## SET TASKS
**a)** Name the conditions on expected value that the post about dominance and countably infinite fair lotteries sets out as plausible.
**b)** From the post on dominance and countably infinite fair lotteries, write out word for word the passage that begins with "### Dominance and" and ends with "everywhere, then EpU1 < EpU2.".

─── EXCERPTED TEXT

## Monday, November 21, 2022

### Dominance and countably infinite fair lotteries

Suppose we have a finitely-additive probability assignment p (perhaps real, perhaps hyperreal) for a countably infinite lottery with tickets 1, 2, ... in such a way that each ticket has infinitesimal probability (where zero counts as an infinitesimal). Now suppose we want to calculate the expected value or previsio EpU of any bounded wager U on the outcome of the lottery, where we think of the wager as assigning a value to each ticket, and the wager is bounded if there is a finite M such that |U(n)| < M for all n.

Here are plausible conditions on the expected value:

1. Dominance: If U1 < U2 everywhere, then EpU1 < EpU2.

2. Binary Wagers: If U is 0 outside A and c on A, then EpU = cP(A).

3. Disjoint Additivity: If U1 and U2 are wagers supported on disjoint events (i.e., there is no n such
that U1(n) and U2(n) are both non-zero), then Ep(U1+U2) = EpU1 + EpU2.

But we can’t. For suppose we have it. Let U(n) = 1/(2n). Fix a positive integer m. Let U1(n) be 2 for n ≤ m + 1 and 0 otherwise. Let U2(n) be 1/m for n > m + 1 and 0 for n ≤ m + 1. Then by Binary Wagers and by the fact that each ticket has infinitesimal probability, EpU1 is an infinitesimal α (since the probability of any finite set will be infinitesimal). By Binary Wagers and Dominance, EpU2 ≤ 1/(m+1). Thus by Disjoint Additivity, Ep(U1+U2) ≤ α + 1/(m+1) < 1/m. But U < U1 + U2 everywhere, so by Dominance we have EpU < 1/m. Since 0 < U everywhere, by Dominance and Binary Wagers we have 0 < EpU.

Thus, EpU is a non-zero infinitesimal β. But then β < U(n) for all n, and so by Binary Wagers and Dominance, β < EpU, a contradiction.

I think we should reject Dominance.

──────
─── RECORD EXTRACTS

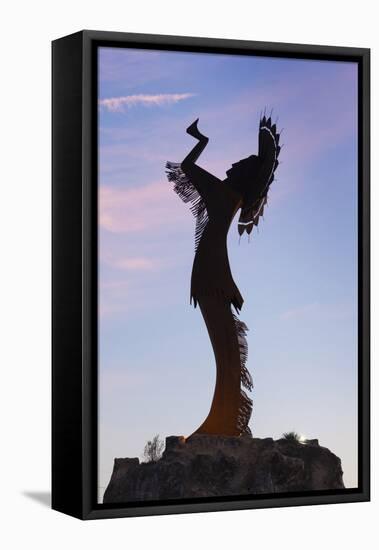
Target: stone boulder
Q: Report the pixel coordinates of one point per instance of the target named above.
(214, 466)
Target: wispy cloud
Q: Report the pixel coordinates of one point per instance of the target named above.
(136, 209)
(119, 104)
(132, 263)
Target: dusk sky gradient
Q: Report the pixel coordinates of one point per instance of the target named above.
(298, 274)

──────
─── RECORD EXTRACTS

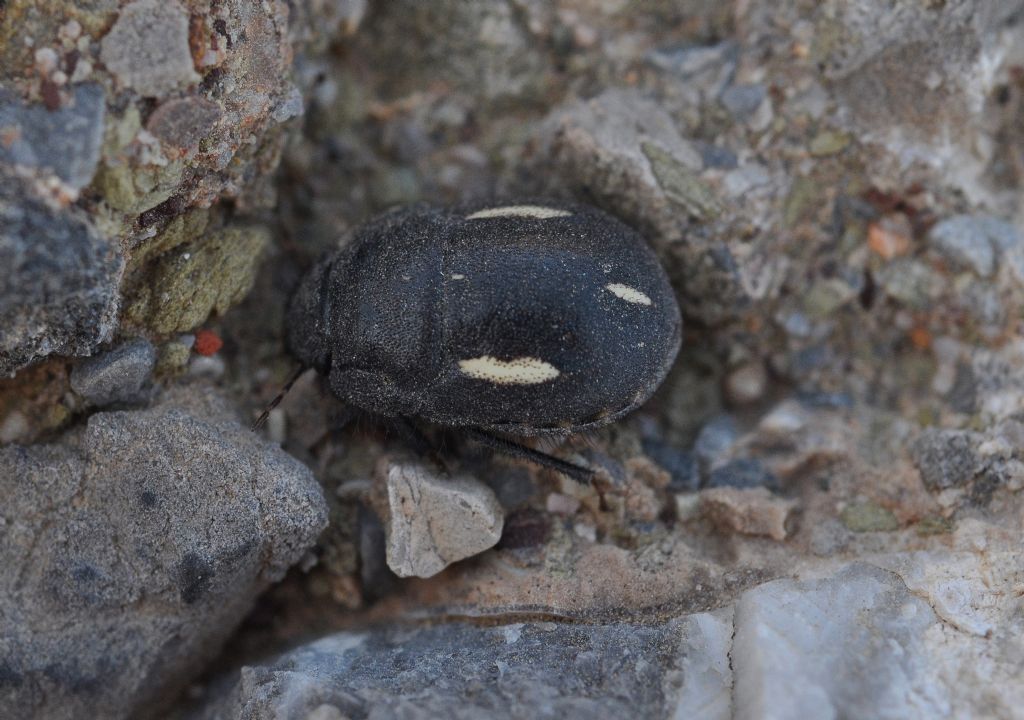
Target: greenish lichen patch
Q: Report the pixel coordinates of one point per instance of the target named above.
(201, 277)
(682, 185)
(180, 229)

──────

## EXPECTED OUTPUTS
**a)** Dominance, Binary Wagers, and Disjoint Additivity.

**b)**
### Dominance and countably infinite fair lotteries

Suppose we have a finitely-additive probability assignment p (perhaps real, perhaps hyperreal) for a countably infinite lottery with tickets 1, 2, ... in such a way that each ticket has infinitesimal probability (where zero counts as an infinitesimal). Now suppose we want to calculate the expected value or previsio EpU of any bounded wager U on the outcome of the lottery, where we think of the wager as assigning a value to each ticket, and the wager is bounded if there is a finite M such that |U(n)| < M for all n.

Here are plausible conditions on the expected value:

1. Dominance: If U1 < U2 everywhere, then EpU1 < EpU2.